[Task directions] Reproduce verbatim the final portion of the material below, from the line containing "drop a point: the sandal" through its last line, and nothing else.

══ Input material

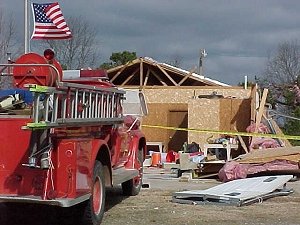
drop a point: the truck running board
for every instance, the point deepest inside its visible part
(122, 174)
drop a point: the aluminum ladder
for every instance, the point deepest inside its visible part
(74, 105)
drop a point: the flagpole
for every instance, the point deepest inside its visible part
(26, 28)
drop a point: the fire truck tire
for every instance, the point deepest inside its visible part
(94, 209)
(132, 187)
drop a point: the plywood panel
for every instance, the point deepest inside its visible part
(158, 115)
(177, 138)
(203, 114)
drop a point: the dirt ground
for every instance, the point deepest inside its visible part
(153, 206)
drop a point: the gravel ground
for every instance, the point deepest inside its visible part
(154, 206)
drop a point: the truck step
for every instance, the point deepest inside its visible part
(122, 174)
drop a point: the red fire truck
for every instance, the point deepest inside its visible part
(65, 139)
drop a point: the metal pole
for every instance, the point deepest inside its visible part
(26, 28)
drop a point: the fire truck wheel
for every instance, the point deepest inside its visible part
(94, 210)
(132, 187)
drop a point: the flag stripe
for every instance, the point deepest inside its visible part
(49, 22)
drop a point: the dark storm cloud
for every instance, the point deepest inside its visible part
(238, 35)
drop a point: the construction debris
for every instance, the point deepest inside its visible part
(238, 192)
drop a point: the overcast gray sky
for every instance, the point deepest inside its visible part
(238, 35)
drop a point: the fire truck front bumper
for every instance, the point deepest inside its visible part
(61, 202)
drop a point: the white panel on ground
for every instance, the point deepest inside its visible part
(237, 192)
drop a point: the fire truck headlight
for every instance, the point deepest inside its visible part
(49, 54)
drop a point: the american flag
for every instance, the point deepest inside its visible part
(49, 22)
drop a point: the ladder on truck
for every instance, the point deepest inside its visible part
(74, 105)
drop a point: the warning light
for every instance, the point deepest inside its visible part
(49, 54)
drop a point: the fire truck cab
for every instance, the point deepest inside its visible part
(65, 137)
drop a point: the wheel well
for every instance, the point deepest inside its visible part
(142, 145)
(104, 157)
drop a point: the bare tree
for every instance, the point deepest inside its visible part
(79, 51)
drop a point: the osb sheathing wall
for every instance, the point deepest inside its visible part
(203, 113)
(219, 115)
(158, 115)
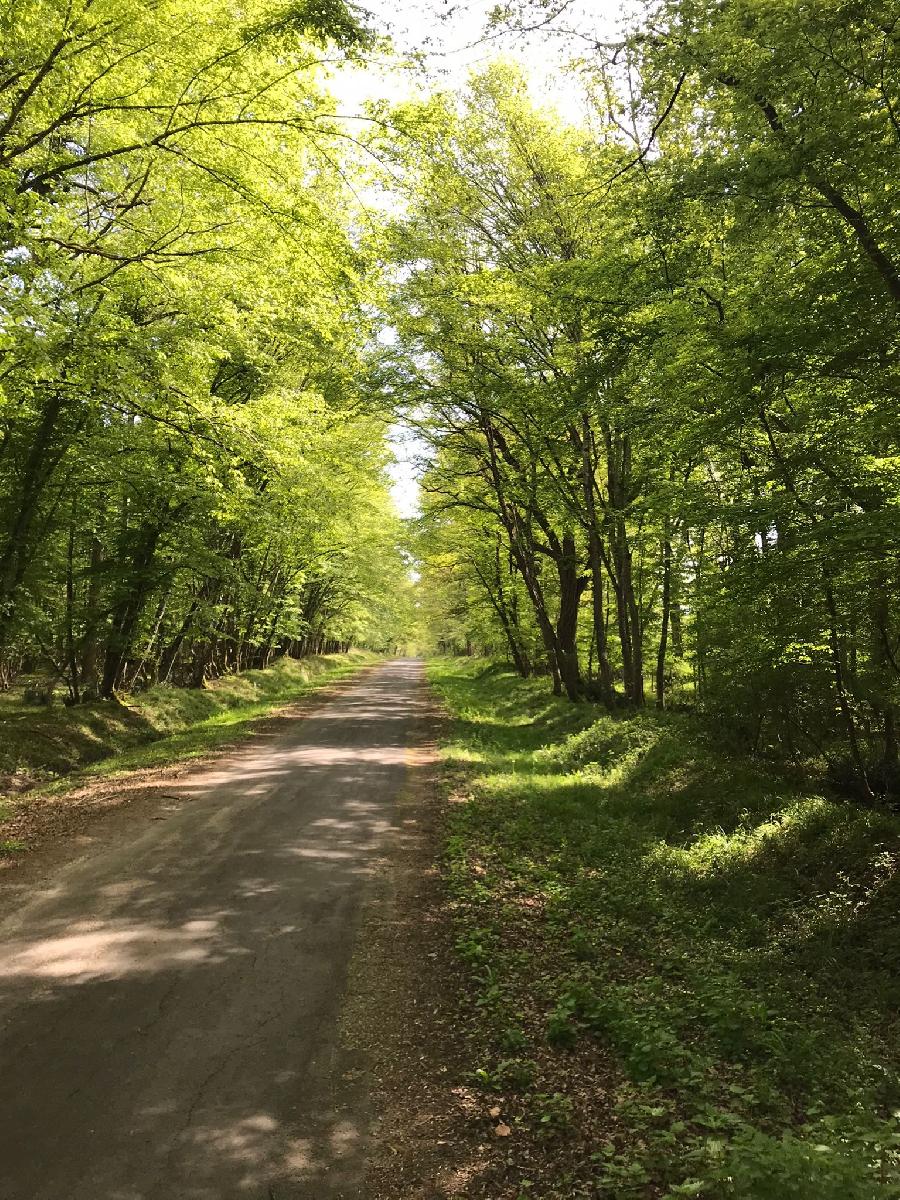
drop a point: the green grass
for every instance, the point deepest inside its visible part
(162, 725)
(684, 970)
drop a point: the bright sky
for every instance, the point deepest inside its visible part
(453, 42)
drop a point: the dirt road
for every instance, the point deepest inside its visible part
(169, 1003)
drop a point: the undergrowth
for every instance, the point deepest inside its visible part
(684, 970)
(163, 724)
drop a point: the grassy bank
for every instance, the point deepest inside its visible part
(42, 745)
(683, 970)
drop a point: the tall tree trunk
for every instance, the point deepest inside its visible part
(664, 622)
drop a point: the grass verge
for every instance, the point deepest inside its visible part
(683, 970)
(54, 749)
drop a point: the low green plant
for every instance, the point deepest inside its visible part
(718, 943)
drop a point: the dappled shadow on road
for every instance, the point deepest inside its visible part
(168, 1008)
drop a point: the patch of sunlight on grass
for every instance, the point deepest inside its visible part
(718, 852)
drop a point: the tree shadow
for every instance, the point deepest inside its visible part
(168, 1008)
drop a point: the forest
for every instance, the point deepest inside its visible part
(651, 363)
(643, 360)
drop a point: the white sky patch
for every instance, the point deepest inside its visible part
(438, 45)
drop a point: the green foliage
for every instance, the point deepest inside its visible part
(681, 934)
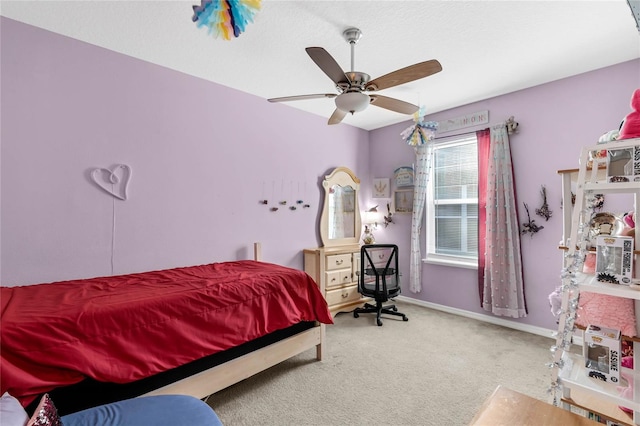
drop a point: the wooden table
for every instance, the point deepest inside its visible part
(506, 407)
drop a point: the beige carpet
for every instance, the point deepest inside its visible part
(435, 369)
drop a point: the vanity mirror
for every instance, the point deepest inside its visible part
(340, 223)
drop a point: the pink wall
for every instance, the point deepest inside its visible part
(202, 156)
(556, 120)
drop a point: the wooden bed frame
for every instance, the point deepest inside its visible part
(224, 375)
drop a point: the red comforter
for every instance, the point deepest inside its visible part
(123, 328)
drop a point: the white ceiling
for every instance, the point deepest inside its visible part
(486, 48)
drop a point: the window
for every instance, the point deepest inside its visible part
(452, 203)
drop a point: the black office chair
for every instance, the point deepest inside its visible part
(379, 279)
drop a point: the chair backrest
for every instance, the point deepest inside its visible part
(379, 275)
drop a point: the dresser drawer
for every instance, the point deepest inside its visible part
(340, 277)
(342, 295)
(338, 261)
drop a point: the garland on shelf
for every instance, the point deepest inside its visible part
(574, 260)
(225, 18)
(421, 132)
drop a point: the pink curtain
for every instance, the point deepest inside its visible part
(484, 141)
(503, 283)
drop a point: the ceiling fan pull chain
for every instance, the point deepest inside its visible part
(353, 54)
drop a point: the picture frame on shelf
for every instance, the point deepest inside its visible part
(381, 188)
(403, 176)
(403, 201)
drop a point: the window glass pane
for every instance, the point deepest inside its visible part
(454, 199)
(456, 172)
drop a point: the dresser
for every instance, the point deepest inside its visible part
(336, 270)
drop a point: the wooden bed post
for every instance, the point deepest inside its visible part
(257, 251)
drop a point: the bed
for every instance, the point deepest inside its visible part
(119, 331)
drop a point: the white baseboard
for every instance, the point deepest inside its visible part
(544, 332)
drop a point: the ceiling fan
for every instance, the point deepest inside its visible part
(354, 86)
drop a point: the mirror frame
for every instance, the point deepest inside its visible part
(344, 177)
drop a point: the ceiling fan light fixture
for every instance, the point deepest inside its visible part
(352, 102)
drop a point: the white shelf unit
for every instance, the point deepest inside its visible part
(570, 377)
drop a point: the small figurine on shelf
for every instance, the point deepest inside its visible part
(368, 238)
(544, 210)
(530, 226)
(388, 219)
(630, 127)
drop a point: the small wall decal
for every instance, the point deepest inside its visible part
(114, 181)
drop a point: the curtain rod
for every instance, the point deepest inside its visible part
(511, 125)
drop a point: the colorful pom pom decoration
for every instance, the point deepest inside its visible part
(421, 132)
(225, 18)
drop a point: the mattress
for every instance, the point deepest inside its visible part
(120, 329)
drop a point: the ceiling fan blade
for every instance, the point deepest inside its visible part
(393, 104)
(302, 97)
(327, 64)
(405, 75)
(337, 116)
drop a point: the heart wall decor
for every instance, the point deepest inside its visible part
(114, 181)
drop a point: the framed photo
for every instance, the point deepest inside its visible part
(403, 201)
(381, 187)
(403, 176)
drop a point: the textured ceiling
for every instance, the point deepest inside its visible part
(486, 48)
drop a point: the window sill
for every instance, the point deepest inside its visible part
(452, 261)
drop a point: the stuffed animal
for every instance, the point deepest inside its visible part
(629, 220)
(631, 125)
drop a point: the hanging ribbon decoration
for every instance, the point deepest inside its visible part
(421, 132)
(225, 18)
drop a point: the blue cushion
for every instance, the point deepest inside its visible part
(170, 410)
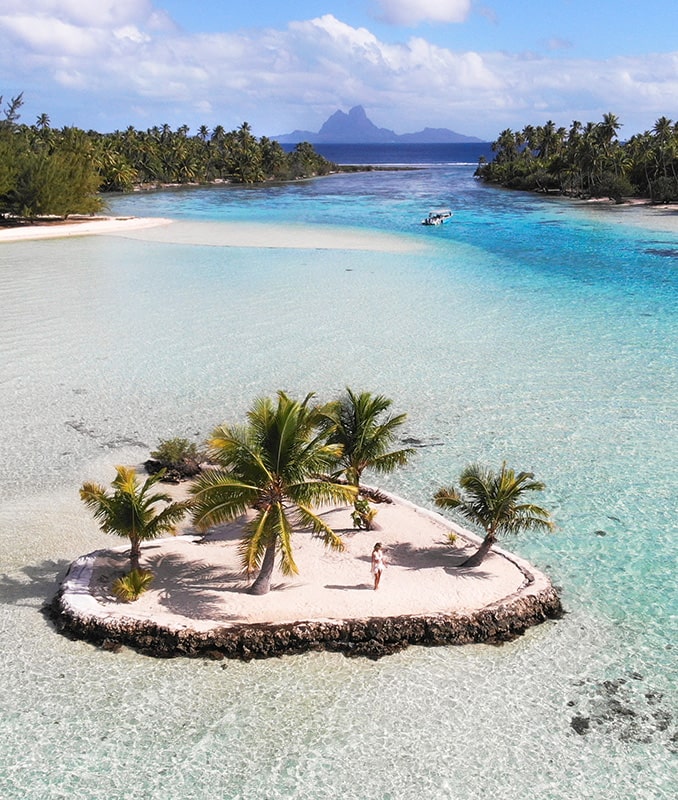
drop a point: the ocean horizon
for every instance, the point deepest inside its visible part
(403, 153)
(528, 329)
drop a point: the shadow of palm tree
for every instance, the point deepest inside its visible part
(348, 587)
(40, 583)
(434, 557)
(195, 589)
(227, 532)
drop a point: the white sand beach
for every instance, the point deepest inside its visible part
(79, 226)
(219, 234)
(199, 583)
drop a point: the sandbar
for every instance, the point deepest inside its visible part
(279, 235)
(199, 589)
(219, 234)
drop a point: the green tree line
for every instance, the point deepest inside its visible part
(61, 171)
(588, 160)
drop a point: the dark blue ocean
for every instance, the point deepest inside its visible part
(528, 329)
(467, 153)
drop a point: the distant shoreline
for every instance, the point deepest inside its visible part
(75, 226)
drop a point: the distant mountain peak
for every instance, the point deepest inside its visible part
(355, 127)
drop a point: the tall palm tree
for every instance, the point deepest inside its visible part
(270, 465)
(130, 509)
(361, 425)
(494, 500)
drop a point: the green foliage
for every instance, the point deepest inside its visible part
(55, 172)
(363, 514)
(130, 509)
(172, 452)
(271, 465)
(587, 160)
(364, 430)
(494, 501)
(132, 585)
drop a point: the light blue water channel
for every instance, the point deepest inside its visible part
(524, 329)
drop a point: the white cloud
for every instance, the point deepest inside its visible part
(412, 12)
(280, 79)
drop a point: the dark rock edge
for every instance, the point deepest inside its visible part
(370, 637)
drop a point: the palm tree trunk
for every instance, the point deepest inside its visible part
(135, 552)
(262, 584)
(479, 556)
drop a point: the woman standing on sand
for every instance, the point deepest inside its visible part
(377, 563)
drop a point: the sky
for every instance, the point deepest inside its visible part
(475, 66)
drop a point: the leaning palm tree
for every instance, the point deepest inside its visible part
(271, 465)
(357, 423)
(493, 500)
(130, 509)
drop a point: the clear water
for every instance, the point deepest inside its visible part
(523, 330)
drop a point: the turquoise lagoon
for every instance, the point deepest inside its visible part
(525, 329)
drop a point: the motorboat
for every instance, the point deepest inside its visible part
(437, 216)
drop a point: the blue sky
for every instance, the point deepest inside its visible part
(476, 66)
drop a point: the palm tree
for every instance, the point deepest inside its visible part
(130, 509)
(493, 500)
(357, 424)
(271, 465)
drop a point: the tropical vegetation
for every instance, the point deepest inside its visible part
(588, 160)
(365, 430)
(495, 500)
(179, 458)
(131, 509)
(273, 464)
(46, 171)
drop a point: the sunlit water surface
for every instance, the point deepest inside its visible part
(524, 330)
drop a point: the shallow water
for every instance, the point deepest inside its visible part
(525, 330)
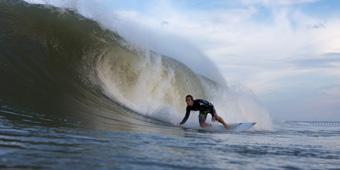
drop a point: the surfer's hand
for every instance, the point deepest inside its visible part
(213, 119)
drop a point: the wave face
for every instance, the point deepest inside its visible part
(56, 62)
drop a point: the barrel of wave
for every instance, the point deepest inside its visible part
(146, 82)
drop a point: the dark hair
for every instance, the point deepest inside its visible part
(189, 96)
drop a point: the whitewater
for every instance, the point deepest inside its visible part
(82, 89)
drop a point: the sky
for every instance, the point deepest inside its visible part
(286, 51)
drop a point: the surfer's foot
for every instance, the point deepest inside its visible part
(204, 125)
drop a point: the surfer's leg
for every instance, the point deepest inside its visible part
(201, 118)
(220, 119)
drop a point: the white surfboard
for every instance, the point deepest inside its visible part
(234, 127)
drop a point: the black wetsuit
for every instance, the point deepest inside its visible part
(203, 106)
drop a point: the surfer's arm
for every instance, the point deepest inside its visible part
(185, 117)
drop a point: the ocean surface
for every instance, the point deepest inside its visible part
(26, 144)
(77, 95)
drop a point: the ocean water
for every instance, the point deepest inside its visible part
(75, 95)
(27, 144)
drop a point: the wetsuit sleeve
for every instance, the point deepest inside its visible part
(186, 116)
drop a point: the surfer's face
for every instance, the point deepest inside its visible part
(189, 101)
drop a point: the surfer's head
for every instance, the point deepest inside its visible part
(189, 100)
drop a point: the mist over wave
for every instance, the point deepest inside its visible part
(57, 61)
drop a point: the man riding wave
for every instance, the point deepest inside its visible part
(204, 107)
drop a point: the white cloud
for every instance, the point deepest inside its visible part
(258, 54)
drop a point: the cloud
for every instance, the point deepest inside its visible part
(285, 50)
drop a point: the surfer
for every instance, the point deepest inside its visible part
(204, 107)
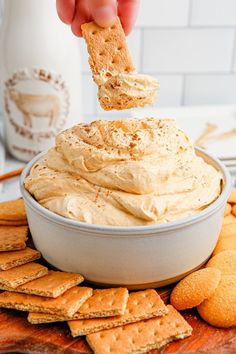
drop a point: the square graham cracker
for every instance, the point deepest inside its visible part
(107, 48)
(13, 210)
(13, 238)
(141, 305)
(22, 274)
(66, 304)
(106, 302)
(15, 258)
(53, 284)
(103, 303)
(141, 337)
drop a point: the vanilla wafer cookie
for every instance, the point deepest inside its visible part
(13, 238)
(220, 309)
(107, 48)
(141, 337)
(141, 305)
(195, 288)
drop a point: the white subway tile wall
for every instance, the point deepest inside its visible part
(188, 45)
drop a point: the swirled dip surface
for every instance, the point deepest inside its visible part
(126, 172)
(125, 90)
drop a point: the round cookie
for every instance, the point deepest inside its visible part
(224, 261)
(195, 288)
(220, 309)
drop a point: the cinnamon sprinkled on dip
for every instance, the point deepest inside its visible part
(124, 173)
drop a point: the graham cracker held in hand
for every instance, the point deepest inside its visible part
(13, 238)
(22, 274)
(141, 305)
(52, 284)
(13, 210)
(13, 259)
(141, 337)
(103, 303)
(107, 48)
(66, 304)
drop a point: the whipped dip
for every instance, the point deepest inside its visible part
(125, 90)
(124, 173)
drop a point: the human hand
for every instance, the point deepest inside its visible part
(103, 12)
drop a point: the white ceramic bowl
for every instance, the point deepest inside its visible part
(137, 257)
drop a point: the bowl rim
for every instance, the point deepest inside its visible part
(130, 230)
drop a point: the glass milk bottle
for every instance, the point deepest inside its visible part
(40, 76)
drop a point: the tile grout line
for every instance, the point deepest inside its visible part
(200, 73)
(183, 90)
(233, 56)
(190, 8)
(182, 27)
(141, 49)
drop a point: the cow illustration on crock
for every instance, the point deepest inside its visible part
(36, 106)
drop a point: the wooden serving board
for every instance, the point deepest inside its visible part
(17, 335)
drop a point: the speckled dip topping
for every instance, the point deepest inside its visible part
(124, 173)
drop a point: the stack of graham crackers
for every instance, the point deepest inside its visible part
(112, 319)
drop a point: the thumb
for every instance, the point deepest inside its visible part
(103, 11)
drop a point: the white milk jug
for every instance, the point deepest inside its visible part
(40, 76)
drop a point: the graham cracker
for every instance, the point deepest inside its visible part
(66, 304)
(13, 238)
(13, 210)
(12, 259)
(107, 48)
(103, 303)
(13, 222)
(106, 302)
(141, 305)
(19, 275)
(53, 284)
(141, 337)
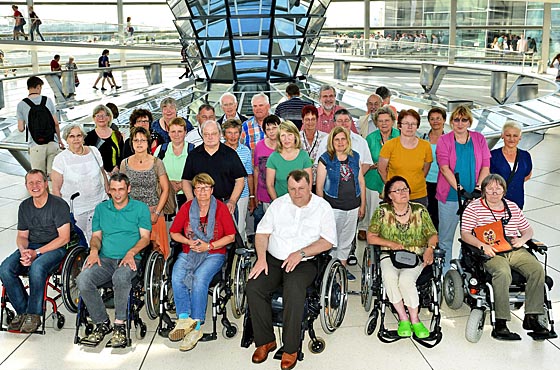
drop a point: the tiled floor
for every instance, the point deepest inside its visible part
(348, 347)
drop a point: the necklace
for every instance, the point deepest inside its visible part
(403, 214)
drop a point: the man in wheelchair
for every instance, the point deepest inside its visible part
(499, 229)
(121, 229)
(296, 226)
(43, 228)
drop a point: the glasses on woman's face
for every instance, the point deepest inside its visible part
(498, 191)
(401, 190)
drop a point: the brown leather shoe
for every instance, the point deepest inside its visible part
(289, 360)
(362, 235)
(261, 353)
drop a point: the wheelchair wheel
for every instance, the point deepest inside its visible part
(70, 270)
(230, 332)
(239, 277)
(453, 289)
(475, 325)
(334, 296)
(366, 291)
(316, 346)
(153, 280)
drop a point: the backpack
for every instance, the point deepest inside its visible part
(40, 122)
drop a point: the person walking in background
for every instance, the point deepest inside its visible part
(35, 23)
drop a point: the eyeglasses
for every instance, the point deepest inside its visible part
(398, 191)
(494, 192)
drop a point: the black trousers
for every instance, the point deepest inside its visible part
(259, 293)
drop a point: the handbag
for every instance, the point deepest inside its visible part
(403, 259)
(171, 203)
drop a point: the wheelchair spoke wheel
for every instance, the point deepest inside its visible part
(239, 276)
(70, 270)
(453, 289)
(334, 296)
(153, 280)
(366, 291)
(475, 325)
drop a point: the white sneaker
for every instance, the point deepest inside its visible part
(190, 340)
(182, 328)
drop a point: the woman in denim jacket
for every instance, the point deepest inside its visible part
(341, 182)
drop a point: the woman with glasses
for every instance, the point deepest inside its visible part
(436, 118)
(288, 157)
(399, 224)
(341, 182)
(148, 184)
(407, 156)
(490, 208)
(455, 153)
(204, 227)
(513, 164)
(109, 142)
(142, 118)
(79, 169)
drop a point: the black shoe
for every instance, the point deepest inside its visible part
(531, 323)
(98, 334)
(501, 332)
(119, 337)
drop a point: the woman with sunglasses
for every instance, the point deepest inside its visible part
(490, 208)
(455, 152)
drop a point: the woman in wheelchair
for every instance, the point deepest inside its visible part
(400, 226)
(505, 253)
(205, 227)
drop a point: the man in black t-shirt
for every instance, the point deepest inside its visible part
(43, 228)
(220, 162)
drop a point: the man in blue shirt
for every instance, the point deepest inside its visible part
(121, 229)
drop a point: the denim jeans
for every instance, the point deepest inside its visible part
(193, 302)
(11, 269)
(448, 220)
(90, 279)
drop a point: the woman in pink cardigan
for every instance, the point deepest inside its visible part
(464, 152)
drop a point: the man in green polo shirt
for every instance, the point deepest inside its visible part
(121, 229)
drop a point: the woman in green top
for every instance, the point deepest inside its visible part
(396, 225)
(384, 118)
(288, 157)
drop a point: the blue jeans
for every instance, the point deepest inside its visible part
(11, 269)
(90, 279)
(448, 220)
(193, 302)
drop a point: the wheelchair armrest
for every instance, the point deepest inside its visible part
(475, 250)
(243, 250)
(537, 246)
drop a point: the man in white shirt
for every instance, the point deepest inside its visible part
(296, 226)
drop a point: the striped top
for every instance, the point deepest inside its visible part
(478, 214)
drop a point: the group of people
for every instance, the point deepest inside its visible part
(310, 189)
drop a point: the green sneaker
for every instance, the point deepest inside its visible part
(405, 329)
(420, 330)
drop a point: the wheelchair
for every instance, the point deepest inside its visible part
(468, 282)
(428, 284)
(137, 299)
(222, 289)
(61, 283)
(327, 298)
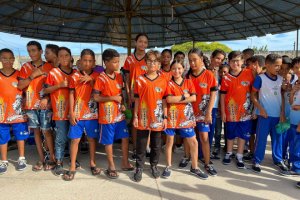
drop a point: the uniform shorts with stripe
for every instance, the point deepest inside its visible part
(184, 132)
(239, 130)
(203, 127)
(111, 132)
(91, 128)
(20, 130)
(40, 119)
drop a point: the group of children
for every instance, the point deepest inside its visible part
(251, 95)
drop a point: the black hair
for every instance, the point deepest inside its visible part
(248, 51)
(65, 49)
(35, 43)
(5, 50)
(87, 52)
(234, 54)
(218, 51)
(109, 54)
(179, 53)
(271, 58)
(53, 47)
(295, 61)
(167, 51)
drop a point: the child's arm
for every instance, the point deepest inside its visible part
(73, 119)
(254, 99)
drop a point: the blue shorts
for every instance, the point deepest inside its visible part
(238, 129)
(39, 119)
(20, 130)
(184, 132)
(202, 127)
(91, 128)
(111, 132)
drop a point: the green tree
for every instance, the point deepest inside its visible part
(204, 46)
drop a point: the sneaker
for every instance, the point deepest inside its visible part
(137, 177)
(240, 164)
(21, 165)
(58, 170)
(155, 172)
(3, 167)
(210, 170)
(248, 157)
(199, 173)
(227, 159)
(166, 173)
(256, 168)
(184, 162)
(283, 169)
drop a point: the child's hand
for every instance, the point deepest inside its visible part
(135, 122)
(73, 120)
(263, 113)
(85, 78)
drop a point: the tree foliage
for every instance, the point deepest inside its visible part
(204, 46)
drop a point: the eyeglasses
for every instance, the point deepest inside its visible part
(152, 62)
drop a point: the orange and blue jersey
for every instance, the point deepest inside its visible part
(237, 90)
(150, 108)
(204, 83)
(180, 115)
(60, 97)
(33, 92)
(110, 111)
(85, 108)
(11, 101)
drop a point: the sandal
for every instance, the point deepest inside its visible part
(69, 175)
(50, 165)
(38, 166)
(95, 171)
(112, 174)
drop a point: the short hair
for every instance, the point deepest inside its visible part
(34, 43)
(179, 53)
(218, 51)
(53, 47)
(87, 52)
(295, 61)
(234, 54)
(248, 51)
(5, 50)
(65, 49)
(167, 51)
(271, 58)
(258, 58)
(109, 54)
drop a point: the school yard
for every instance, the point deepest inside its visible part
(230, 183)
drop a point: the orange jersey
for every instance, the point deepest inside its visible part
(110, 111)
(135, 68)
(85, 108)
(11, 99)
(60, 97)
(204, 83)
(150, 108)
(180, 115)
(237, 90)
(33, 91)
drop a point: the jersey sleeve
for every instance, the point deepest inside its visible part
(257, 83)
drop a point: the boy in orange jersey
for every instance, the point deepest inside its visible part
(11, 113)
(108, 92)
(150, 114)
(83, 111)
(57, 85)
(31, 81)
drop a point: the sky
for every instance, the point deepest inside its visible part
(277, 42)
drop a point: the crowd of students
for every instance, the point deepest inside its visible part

════

[Written answer]
drop a point: the sandal
for every instance, the point deepest inside its visible part
(69, 175)
(50, 165)
(38, 166)
(95, 171)
(112, 174)
drop a point: the short hair
for every instance, the point deepest inside its visible part
(34, 43)
(179, 53)
(218, 51)
(53, 47)
(87, 52)
(295, 61)
(234, 54)
(248, 51)
(5, 50)
(65, 49)
(167, 51)
(271, 58)
(258, 58)
(109, 54)
drop a point: the school yard
for every instance, the point deepest inside its visible part
(230, 183)
drop a point: the orange jersey
for every instance, the point deepest inside its visible part
(110, 111)
(135, 68)
(85, 108)
(11, 99)
(60, 97)
(204, 83)
(150, 108)
(180, 115)
(237, 90)
(33, 91)
drop a point: the jersey sleeve
for every instance, the point deepest inside its visible part
(257, 83)
drop a point: the boy in orange jersey
for every instance, the point deepest inside its visible part
(11, 113)
(108, 92)
(150, 114)
(83, 111)
(57, 85)
(31, 81)
drop a point: the sky
for every instance, the point deepest inside its visible part
(277, 42)
drop a point: the crowd of students
for every instance, the point deepest inside its visible part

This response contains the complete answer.